**ACTIVITY:** Send back the entries exactly as they were given.

**INFORMATION SHOWN:**
_ _ _ _ _

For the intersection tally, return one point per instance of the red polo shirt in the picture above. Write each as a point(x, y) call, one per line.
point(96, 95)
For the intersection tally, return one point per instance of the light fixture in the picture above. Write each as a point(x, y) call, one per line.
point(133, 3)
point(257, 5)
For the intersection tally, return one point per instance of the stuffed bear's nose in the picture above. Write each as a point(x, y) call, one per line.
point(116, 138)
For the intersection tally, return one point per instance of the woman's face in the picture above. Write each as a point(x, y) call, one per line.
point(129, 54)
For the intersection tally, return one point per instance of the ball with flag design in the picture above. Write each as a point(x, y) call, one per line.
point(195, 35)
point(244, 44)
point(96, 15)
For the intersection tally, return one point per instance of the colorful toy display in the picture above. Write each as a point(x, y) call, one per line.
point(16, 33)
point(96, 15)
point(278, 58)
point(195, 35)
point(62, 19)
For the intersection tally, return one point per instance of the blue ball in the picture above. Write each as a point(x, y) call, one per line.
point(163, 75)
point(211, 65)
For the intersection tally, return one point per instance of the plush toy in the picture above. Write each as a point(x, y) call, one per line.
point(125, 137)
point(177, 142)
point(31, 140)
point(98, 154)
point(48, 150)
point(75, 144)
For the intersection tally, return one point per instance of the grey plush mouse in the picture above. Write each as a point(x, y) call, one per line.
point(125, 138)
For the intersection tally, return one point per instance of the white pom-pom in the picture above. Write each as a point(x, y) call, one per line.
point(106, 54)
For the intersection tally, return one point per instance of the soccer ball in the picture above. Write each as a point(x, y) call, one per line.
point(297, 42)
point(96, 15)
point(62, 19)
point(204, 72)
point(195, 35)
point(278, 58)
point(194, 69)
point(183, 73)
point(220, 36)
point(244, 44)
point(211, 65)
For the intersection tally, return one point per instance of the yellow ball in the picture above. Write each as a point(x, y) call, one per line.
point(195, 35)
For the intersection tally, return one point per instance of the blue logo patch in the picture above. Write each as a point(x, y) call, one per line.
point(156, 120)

_ _ _ _ _

**RESULT OF THIS EXERCISE:**
For the intersection tally, return one point per instance of the red polo shirt in the picture above. Write each as a point(x, y) call, one per line.
point(96, 95)
For the intersection tally, return one point per instance of the light fixture in the picture above. Write each as a point(x, y) call, one per line.
point(133, 3)
point(257, 5)
For the intersection tally, return one point per instance of the stuffed bear's nose in the picture above. Write each as a point(x, y) call, one per line.
point(116, 138)
For the intersection tally, return one point per instance of the woman's face in the picture above. Write each as a point(x, y) call, one per line.
point(129, 54)
For the intersection tally, return one point per instance of the ball with flag design in the picture above. Write each as a point(x, y) call, one per line.
point(195, 35)
point(244, 44)
point(96, 15)
For the intersection tally, return one point per instance of the colorful toy display in the picture above. Write each as a point(x, y) call, one per line.
point(16, 33)
point(96, 15)
point(278, 58)
point(195, 35)
point(62, 19)
For the intersection tally, return one point per instance of the blue ball in the picture above. Write each as a point(x, y) call, one per line.
point(163, 75)
point(211, 65)
For the intersection tally, return one point per instance of the plush toy in the picture above. Write each as a point(x, y) call, one per line.
point(125, 137)
point(177, 142)
point(31, 140)
point(98, 154)
point(48, 150)
point(75, 144)
For the intersection tally, return one point per instance of the grey plush mouse in the picture above. Write each as a point(x, y) call, one per line.
point(125, 138)
For the intersection tally, return one point per instance of the white pom-pom in the picture above. Write each as a point(x, y) call, one per line.
point(106, 54)
For the intersection tally, return one point per instance of the soccer ball in the picture above. Write each as a point(x, y) call, one per line.
point(297, 42)
point(96, 15)
point(62, 19)
point(204, 72)
point(195, 35)
point(278, 58)
point(194, 69)
point(183, 73)
point(220, 36)
point(244, 44)
point(211, 65)
For the intersection tally, return one point per instance of the yellow ball in the picture above. Write each as a point(x, y) call, one per line.
point(195, 35)
For the intersection tally, return one point per instance of the blue logo patch in the picture above. Write each as a point(x, y) call, one per line.
point(156, 120)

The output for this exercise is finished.